→ **EXERCISE DIRECTIONS**: Please copy out the lines in the entries that contain "Query".

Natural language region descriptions
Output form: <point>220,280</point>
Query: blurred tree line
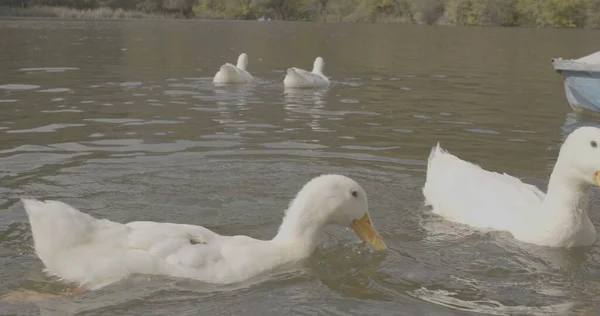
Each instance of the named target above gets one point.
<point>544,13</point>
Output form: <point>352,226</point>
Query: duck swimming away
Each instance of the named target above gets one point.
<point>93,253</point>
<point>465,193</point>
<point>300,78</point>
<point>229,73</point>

* * *

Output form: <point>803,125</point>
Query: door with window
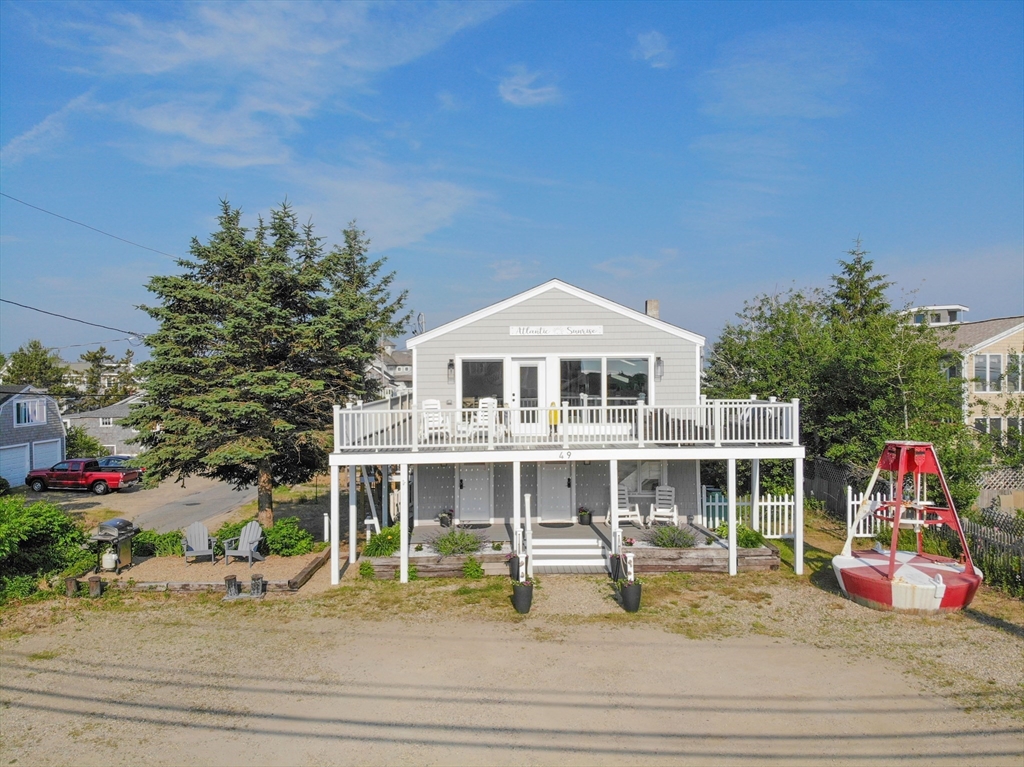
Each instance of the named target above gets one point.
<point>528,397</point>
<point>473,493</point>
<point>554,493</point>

→ **COMPLETED EXERCISE**:
Query: blurred tree line
Query: duck swimming away
Query: door with window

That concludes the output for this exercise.